* **SET TASK**
Write out precisely the lines beginning with the line that contains "target | dirt ground" and ending with the last line of the entries, and no other lines.

[Stored records]
##########
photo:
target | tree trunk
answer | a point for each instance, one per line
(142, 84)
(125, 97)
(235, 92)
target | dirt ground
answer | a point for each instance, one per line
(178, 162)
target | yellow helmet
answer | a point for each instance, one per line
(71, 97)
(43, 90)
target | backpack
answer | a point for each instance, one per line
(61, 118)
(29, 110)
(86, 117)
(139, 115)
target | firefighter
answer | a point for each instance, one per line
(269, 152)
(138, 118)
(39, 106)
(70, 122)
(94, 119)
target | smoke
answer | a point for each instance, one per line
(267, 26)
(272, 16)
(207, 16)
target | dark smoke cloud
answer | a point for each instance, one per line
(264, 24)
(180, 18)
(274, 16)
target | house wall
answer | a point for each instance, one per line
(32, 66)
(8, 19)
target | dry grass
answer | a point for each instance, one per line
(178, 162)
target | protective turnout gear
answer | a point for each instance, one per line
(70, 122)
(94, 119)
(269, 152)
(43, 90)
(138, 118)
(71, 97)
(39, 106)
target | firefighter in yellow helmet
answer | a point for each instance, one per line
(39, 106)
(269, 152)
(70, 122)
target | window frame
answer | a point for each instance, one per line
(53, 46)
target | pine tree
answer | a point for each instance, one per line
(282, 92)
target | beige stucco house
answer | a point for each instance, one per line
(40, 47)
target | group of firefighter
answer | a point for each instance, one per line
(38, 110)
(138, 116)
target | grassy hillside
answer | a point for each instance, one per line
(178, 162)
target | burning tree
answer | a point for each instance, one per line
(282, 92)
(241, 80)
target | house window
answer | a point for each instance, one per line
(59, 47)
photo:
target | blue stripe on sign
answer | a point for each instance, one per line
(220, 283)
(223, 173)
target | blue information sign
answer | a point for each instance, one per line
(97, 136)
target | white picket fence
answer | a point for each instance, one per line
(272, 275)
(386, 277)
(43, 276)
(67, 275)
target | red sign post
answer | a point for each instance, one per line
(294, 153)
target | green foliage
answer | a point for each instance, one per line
##########
* **SOLUTION TO THIS TASK**
target | dirt ground
answer | a point for each instance, one per line
(178, 162)
target | yellow helmet
answer | a point for each instance, one per line
(71, 97)
(43, 90)
target | backpack
answer | a point for each instance, one per line
(61, 118)
(29, 110)
(86, 117)
(139, 115)
target | firefighter
answer | a point for each instance, one per line
(269, 152)
(138, 118)
(39, 106)
(70, 122)
(94, 119)
target | smoke
answer | a point for each instance, one per line
(267, 26)
(272, 16)
(207, 16)
target | dark smoke cloud
answer | a point for each instance, one per line
(264, 24)
(180, 18)
(274, 16)
target | house wall
answer | a point for each instance, one per line
(32, 66)
(8, 19)
target | dry grass
answer | a point for each instance, one per line
(178, 162)
target | protective turnout gear
answer | a point for each instance, one per line
(70, 122)
(94, 119)
(269, 152)
(43, 90)
(138, 118)
(71, 97)
(39, 106)
target | firefighter in yellow helmet
answer | a point for each instance, one per line
(39, 106)
(269, 152)
(70, 122)
target | window frame
answer | a point for each instance, one per line
(53, 46)
target | pine tree
answer | a point for each instance, one per line
(282, 92)
target | beige stucco house
answer | a point for each instance, one per line
(40, 47)
target | group of firefighter
answer | a point for each instance, one per line
(38, 110)
(138, 116)
target | grassy hillside
answer | a point for each instance, one per line
(178, 162)
target | burning tree
answer | a point for each instance, one per line
(282, 92)
(241, 80)
target | house window
answer | a point for each instance, one per line
(59, 47)
photo:
target | blue stripe on sign
answer | a point for each instance, one per line
(220, 283)
(223, 173)
target | blue information sign
answer | a point for each instance, one per line
(97, 136)
target | white picket fence
answer | a point for each instance, one per line
(272, 275)
(386, 277)
(43, 276)
(67, 275)
target | red sign post
answer | a point for each instance, one per line
(294, 153)
target | green foliage
answer | a point for each instance, one per line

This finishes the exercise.